### Exercise directions:
Pull out every line of the data that contains the word "white", matching case exactly.

### Listed records:
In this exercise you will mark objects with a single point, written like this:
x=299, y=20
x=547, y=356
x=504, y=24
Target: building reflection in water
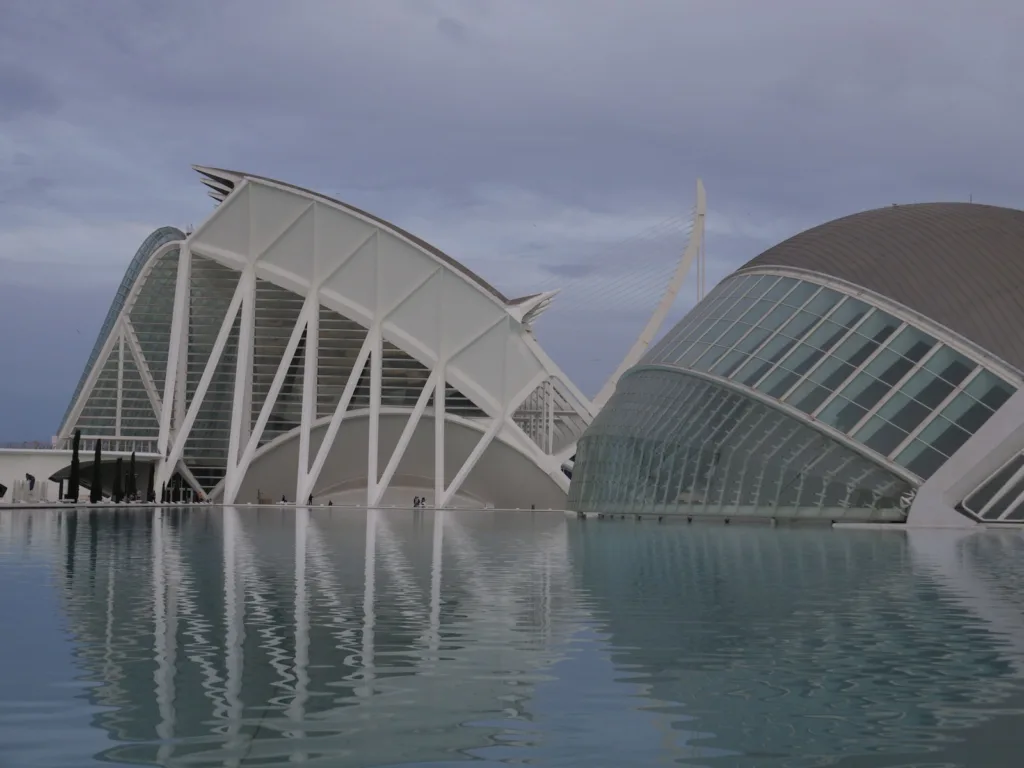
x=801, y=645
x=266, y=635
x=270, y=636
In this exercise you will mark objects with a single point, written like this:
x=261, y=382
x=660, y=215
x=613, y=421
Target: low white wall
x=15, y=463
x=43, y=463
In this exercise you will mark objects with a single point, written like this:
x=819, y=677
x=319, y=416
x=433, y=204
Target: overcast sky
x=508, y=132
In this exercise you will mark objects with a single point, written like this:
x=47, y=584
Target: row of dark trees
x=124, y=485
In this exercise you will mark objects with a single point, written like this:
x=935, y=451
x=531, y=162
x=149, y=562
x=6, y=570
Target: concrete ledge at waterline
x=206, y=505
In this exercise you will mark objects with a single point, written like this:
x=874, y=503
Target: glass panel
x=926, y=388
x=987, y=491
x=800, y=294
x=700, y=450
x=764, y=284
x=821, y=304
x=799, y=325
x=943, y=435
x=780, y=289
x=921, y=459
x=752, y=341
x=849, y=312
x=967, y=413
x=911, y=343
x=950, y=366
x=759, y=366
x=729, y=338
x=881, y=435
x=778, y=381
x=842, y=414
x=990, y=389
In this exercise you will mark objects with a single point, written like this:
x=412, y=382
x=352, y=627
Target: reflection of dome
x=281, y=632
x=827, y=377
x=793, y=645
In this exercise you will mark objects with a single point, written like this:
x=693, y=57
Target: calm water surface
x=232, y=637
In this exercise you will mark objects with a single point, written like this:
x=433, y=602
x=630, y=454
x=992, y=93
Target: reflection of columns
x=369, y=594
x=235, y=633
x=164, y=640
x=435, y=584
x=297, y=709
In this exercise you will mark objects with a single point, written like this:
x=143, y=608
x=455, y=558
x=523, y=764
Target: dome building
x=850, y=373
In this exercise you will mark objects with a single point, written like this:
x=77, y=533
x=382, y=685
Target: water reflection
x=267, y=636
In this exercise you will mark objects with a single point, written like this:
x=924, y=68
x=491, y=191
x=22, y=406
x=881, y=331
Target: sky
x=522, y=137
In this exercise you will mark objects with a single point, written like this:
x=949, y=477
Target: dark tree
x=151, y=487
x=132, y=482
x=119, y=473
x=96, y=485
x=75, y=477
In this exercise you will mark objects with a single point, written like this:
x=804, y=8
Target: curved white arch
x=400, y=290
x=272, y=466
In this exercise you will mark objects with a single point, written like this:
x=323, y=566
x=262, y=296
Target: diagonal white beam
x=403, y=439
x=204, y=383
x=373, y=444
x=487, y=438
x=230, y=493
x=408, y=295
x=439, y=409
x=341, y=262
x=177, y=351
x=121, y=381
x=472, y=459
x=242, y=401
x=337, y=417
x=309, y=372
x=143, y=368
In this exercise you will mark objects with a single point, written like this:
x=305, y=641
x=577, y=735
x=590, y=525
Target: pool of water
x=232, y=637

### Output below:
Target: low white wall
Target: curved white arch
Target: diagonal white beam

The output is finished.